What you should do: Reproduce the passage on the human magnet stone word for word, from its title to its final line.

───── Selected text ─────

The Human Magnet Stone


The bahit, or human magnet stone, was widely accepted as real by geographers and historians of the Middle Ages. This stone – sometimes also called baht – reputedly had the power to attract human beings to it, who would then be held fast to it until they died. The bahit was associated with the legendary City of Brass, described in the Thousand and One Nights. The lost city's exterior walls were said to have been built of solid brass blocks, but the interior walls were believed by some to have been constructed of bahit stone. In fact, the City of Brass is sometimes called El Baht.

The stone is described by various writers, among them Ibn Fadl Allah al-‘Umari (1301-1349) of Damascus, who authored an unconventional encyclopedia – a combination universal history and world geography – called Masalik al-absar fi mamalik al-amsar, “Pathways of Vision in the Realms of the Metropolises.” This work has never been published in its entirety. But a section that has been published (Section One, ed. Ahmed Zaki, Vol. 1, Cairo 1342/1924) talks about the bahit stone…

All mountains are branches of the range which encircles most of the inhabited world. It is called Jabal al-Qaf and is the mother of mountains, for they all stem from it….
 This side-chain of the Jabal al-Qaf is called at its beginning [i.e. the eastern end] al-Mujarrid. Then it extends until it reaches, in the western section, a longitude of 65 degrees from the beginning of the Maghreb….
 A chain called the Mountains of the Moon branches off here. The Nile rises in it. It is said that glittering stones are to be found there which gleam like white silver. They are called sanjat al-bahit. Anyone who sees one laughs and cleaves to it till he dies. It is also called the “human magnet” (maghnatis al-nas). The author of [the] Jughrafiya [“Geography” – presumably Ptolemy is meant here] says that Aristotle mentions it in his Book of Stones (Kitab al-ahjar)….

───── Extracted information ─────

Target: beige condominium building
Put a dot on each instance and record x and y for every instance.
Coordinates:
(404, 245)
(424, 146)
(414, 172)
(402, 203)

─────

Response to the exercise:
The Human Magnet Stone


The bahit, or human magnet stone, was widely accepted as real by geographers and historians of the Middle Ages. This stone – sometimes also called baht – reputedly had the power to attract human beings to it, who would then be held fast to it until they died. The bahit was associated with the legendary City of Brass, described in the Thousand and One Nights. The lost city's exterior walls were said to have been built of solid brass blocks, but the interior walls were believed by some to have been constructed of bahit stone. In fact, the City of Brass is sometimes called El Baht.

The stone is described by various writers, among them Ibn Fadl Allah al-‘Umari (1301-1349) of Damascus, who authored an unconventional encyclopedia – a combination universal history and world geography – called Masalik al-absar fi mamalik al-amsar, “Pathways of Vision in the Realms of the Metropolises.” This work has never been published in its entirety. But a section that has been published (Section One, ed. Ahmed Zaki, Vol. 1, Cairo 1342/1924) talks about the bahit stone…

All mountains are branches of the range which encircles most of the inhabited world. It is called Jabal al-Qaf and is the mother of mountains, for they all stem from it….
 This side-chain of the Jabal al-Qaf is called at its beginning [i.e. the eastern end] al-Mujarrid. Then it extends until it reaches, in the western section, a longitude of 65 degrees from the beginning of the Maghreb….
 A chain called the Mountains of the Moon branches off here. The Nile rises in it. It is said that glittering stones are to be found there which gleam like white silver. They are called sanjat al-bahit. Anyone who sees one laughs and cleaves to it till he dies. It is also called the “human magnet” (maghnatis al-nas). The author of [the] Jughrafiya [“Geography” – presumably Ptolemy is meant here] says that Aristotle mentions it in his Book of Stones (Kitab al-ahjar)….